Records shown Block Start
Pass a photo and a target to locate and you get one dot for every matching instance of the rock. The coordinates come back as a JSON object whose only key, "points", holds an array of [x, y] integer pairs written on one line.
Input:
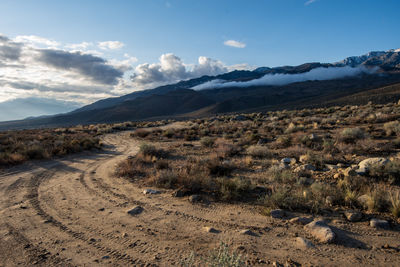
{"points": [[377, 223], [363, 200], [329, 200], [247, 232], [181, 192], [240, 118], [321, 231], [305, 181], [195, 198], [301, 220], [151, 192], [288, 160], [135, 211], [338, 175], [313, 137], [209, 229], [367, 163], [309, 167], [331, 167], [353, 216], [303, 243], [283, 166], [304, 158], [277, 214], [305, 167], [349, 172]]}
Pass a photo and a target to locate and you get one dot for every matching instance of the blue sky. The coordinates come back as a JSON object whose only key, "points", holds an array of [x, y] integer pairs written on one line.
{"points": [[276, 32], [140, 44]]}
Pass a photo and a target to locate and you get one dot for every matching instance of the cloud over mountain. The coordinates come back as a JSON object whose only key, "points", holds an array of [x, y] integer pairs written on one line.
{"points": [[171, 68], [88, 65], [283, 79]]}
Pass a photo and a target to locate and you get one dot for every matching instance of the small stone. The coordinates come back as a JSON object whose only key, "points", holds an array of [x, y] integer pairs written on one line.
{"points": [[301, 220], [305, 181], [338, 175], [321, 231], [353, 216], [277, 214], [209, 229], [377, 223], [329, 200], [151, 192], [247, 232], [349, 172], [288, 160], [195, 198], [136, 210]]}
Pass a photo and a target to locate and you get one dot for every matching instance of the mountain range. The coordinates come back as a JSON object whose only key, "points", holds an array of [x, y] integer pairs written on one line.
{"points": [[371, 77]]}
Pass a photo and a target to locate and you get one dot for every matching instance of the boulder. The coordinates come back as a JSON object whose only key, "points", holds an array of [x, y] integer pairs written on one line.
{"points": [[151, 192], [349, 172], [288, 160], [303, 243], [353, 216], [209, 229], [247, 232], [301, 220], [321, 231], [377, 223], [277, 214], [364, 165], [135, 211], [195, 198]]}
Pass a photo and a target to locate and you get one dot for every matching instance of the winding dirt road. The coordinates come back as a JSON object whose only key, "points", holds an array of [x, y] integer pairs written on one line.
{"points": [[73, 212]]}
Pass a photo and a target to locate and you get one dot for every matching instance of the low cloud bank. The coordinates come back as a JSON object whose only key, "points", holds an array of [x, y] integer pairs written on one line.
{"points": [[317, 74]]}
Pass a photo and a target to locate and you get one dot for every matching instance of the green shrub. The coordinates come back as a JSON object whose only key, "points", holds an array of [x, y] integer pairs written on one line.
{"points": [[257, 151], [351, 135], [207, 141], [392, 128]]}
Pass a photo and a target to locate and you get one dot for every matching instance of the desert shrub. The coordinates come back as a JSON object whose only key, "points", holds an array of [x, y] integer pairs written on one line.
{"points": [[207, 141], [216, 167], [376, 200], [165, 179], [284, 197], [151, 150], [395, 204], [219, 257], [233, 188], [258, 151], [36, 152], [284, 141], [223, 257], [226, 149], [351, 135], [276, 174], [392, 128], [389, 172]]}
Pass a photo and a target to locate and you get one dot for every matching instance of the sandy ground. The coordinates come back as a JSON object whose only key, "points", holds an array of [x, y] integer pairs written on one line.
{"points": [[73, 212]]}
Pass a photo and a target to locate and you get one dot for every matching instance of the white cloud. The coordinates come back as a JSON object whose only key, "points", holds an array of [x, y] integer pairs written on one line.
{"points": [[317, 74], [80, 46], [111, 45], [309, 2], [171, 68], [36, 41], [234, 43]]}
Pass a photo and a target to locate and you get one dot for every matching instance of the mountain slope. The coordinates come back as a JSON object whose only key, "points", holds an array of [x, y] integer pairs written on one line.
{"points": [[178, 99]]}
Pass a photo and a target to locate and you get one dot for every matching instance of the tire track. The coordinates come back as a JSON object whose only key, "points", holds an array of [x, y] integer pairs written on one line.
{"points": [[33, 196], [37, 255]]}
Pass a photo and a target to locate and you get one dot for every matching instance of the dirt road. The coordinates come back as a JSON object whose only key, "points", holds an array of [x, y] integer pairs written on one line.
{"points": [[73, 212]]}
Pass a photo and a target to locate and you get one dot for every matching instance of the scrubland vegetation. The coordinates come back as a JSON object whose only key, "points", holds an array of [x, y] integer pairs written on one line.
{"points": [[309, 160], [23, 145]]}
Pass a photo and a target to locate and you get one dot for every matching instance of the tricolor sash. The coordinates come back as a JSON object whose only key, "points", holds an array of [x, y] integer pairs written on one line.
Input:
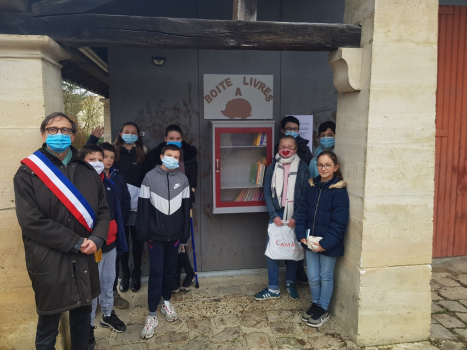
{"points": [[62, 187]]}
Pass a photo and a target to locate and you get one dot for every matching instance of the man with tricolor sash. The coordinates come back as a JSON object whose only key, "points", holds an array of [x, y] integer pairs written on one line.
{"points": [[62, 210]]}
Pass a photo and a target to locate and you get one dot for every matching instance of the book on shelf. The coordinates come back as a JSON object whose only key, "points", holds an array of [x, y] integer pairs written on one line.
{"points": [[257, 171], [253, 173], [250, 195], [260, 139]]}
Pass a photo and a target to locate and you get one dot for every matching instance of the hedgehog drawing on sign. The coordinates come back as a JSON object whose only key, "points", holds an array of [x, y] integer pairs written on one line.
{"points": [[237, 108]]}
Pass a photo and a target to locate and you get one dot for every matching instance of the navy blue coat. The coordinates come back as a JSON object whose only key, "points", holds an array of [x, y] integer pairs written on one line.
{"points": [[118, 199], [272, 204], [123, 196], [324, 210]]}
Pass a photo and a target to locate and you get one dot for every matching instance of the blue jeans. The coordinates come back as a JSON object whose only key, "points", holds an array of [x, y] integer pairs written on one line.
{"points": [[320, 273], [162, 271], [106, 278], [273, 267]]}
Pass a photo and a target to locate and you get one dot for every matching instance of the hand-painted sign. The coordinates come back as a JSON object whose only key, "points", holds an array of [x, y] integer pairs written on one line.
{"points": [[238, 96]]}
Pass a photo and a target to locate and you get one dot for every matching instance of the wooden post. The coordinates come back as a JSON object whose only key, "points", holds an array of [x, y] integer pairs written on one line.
{"points": [[244, 10]]}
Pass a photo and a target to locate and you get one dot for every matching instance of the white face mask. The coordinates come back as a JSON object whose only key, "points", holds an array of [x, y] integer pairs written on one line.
{"points": [[98, 166]]}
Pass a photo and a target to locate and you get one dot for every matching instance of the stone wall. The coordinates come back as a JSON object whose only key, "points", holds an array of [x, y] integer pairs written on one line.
{"points": [[386, 141]]}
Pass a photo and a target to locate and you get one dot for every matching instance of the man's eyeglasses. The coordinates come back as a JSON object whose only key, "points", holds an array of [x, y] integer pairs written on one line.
{"points": [[291, 129], [64, 131], [324, 166]]}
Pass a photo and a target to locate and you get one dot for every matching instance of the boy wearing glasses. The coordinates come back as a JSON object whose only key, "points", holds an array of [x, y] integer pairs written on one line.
{"points": [[291, 126]]}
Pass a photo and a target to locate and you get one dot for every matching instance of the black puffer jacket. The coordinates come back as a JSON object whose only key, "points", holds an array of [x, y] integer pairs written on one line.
{"points": [[61, 280], [132, 172], [189, 158]]}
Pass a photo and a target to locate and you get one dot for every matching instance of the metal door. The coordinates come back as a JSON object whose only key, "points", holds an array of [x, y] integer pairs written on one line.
{"points": [[450, 216]]}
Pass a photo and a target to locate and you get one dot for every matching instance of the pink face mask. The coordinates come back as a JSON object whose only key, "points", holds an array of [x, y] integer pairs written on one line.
{"points": [[286, 152]]}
Records shown Block End
Task goal: An exact copy of every record above is required, with all pictures omitted.

Exercise result:
Pass a photo and a target to locate and you get one dot for every matching instance of the rock. The coordinates come back as a JSON object whose only key, "points", holds an array of [x, y] integer pairs written on one line.
Input:
{"points": [[377, 223], [363, 200], [329, 200], [247, 232], [181, 192], [240, 118], [321, 231], [305, 181], [195, 198], [301, 220], [151, 192], [288, 160], [135, 211], [338, 175], [313, 137], [209, 229], [367, 163], [309, 167], [331, 167], [353, 216], [303, 243], [283, 166], [304, 158], [277, 214], [305, 167], [349, 172]]}
Pass a photo and a target to locate and you get one dot for every matching instance of the blue sky. The coordinates come back as a JSON object whose only key, "points", holds an array of [x, y] integer pairs written on one line.
{"points": [[276, 32], [140, 44]]}
Pass a photo and a target to locate and you get one dot for every matching instance of the cloud over mountain. The coordinates come back as a JSON object whose only key, "points", holds an array of [x, y] integer pairs written on one line.
{"points": [[171, 68], [88, 65], [283, 79]]}
Pass a photo and a target to locate and you get one dot for every matching instance of the small stone. The coordinates come back as a JSON object whose only key, "points", holds an array of [x, y] integer pairs written on one line.
{"points": [[301, 220], [305, 181], [338, 175], [321, 231], [353, 216], [277, 214], [209, 229], [377, 223], [329, 200], [151, 192], [247, 232], [349, 172], [288, 160], [195, 198], [136, 210]]}
Pass a photo and a target to locate and you get one dot for every matching instance of the mountain range. The coordinates come back as a JSON object whose only key, "points", holds an array of [x, y] integer pairs written on one line.
{"points": [[371, 77]]}
Pass a photo and a target to locate and you get one dot for every matching instance of the boulder. The coordinates come back as a JSON object whose only key, "points", holds an array of [x, y] integer pairs written on one line.
{"points": [[151, 192], [349, 172], [288, 160], [303, 243], [353, 216], [209, 229], [247, 232], [301, 220], [321, 231], [377, 223], [277, 214], [364, 165], [135, 211], [195, 198]]}
Pass a photo and a target to locate and you get one dot for every matching instance of the winding dirt road. The coordinates come back as a JSON object whose only key, "points", holds an array of [x, y] integer pairs written on one line.
{"points": [[73, 212]]}
Pass a photo and a target to locate and you get one dot for every matching instance of the low cloud bank. The coordinates come back as a JSON object whose only key, "points", holds an array of [x, y] integer pairs written on one line.
{"points": [[317, 74]]}
Pass a photo and a target to locate and you get one dot for every matching instance of the green shrub. The coordinates come back as a JSON object whose only key, "points", holds an array of [x, y] integer pairs written on one line.
{"points": [[257, 151], [351, 135], [207, 141], [392, 128]]}
Pass a photo and a target to locate and you get one dot for every matching instance of the desert shrub. The coordinates come back as a JSON object whose only key, "points", holds an array of [x, y] integer pairs written on one line.
{"points": [[207, 141], [216, 167], [376, 200], [165, 179], [284, 197], [151, 150], [395, 204], [219, 257], [233, 188], [258, 151], [36, 152], [284, 141], [223, 257], [226, 149], [351, 135], [276, 174], [392, 128], [389, 172]]}
Pass a photo and a target to locate and you get one dot for every matching instance of the sandy ground. The coordinates come back as a JSON object whose only key, "points", holds an array of [x, y] integer pairs written on one line.
{"points": [[73, 212]]}
Pass a photo and a target to locate and you get one dot for every matching instance of the white cloud. The coordinates come back as a JSON object whose only key, "points", holds an array of [x, y] integer pairs written on one line.
{"points": [[317, 74], [80, 46], [111, 45], [309, 2], [171, 68], [36, 41], [234, 43]]}
Pass a photo and a target to locate and you get one dot for every matching instance of the mountain slope. The coordinates come back as a JSON object whose only key, "points", holds an array of [x, y] integer pairs written on one line.
{"points": [[178, 99]]}
Pass a photo and a target to locate and you get one dot for every matching instance of the tire track. The coordinates come back as a JSON object whose only key, "points", holds an array of [x, y] integer pairs written on one line.
{"points": [[33, 196], [37, 255]]}
Pass a photo and a target to locate and you get one dot for every matching instance of the dirt road. The coordinates come back as a JSON object whose only key, "points", holds an array of [x, y] integer pairs written on one line.
{"points": [[73, 212]]}
Pass a photo and a target to locate and you get one dot for every matching instance of the scrubland vegetation. The coordinates come back as a JSON object whose only key, "points", holds an array of [x, y] integer pairs written on one line.
{"points": [[309, 160], [23, 145]]}
Pass a photo and a target to locate and you get one dot for every matching instance of the tricolor sash. The coordinates come back as a JSON object whose only key, "points", holds an array of [x, y] integer pairs written on one line.
Input:
{"points": [[62, 187]]}
Pass a photo and a target to locate and you get one dot for every matching instance of the man with tricolor sash. The coordinates come back as a JSON object whose only key, "points", holds an array of [x, y] integer pairs written on one line.
{"points": [[62, 210]]}
Pass a photo and a target to locate and you get one dot for every matching instance of the book on shelf. The coordinates come back as a JSON object whose only key, "points", holds an array of [x, y] integer pairs written on one line.
{"points": [[257, 171], [253, 173], [250, 195], [260, 139]]}
Pass a photo and a target to locate and you get one dot for every matching instance of the hedgehog drawing on sign. The coordinates come back as a JSON object whose only key, "points", holds an array of [x, y] integer pairs written on one line.
{"points": [[237, 108]]}
Pass a photo and a target to locate and you get one dot for every matching instance of the navy blue coat. The coordinates come back as a JSON object whose only key, "points", holds an array of [x, y] integer pairs written on one line.
{"points": [[118, 199], [272, 204], [123, 196], [324, 210]]}
Pass a photo and a target to locate and you get one dot for every matching instance of the blue jeans. The coordinates come back as a JSON object whose only key, "points", holds an array of [x, y] integer pairs written on one line.
{"points": [[320, 273], [162, 271], [106, 278], [273, 267]]}
Pass a photo and a target to locate and you get one dot for every matching instance of the hand-painted sign. The coordinates come back as a JSON object whose only key, "points", holds an array of [x, y] integer pairs written on one line.
{"points": [[238, 96]]}
Pass a photo and a target to locate and you get one dot for every matching instance of the wooden post. The coordinates come back as a JSON object whose only key, "points", holds an array of [x, y] integer pairs written on one line.
{"points": [[244, 10]]}
Pass a photo and a target to locate and you get one dot for every matching instance of the white face mask. The coordinates come back as a JSON object whose only key, "points", holds an array of [x, y] integer pairs written on one line.
{"points": [[98, 166]]}
Pass a photo and a target to locate and you get one dot for every matching instance of the stone wall. The coordinates come back as a JSON object whose only key, "points", holds an array of [x, y] integer pairs written on one line.
{"points": [[386, 141]]}
Pass a photo and a target to locate and you get one dot for every matching instance of the man's eyeglasses. The coordinates come back as a JSON object whose only key, "points", holds an array of [x, y] integer pairs written on one line.
{"points": [[291, 129], [64, 131], [324, 166]]}
Pass a photo and a target to locate and you get one dot for every matching instance of the boy wearing glasses. The coordinates come back as a JSON object whose only key, "points", holds an array of [x, y] integer pairs written on one line.
{"points": [[291, 126]]}
Pass a photo and a target to locate and you get one dot for every matching instance of the black puffer jacket. The coordinates come back as a JSON object whose only key, "points", holds an array of [x, y] integer pairs written on one line.
{"points": [[61, 280], [132, 172], [189, 158]]}
Pass a photo and a target to locate and you get one dot for every matching instance of the metal door. The coordinates come back as a JSON object whose only key, "points", holds an array of [x, y] integer pairs written on one line.
{"points": [[450, 216]]}
Pass a photo and a target to locate and you get one dot for every matching instance of the pink face mask. The coordinates come back as a JSON object whose only key, "points", holds an array of [x, y] integer pairs written on one line.
{"points": [[286, 152]]}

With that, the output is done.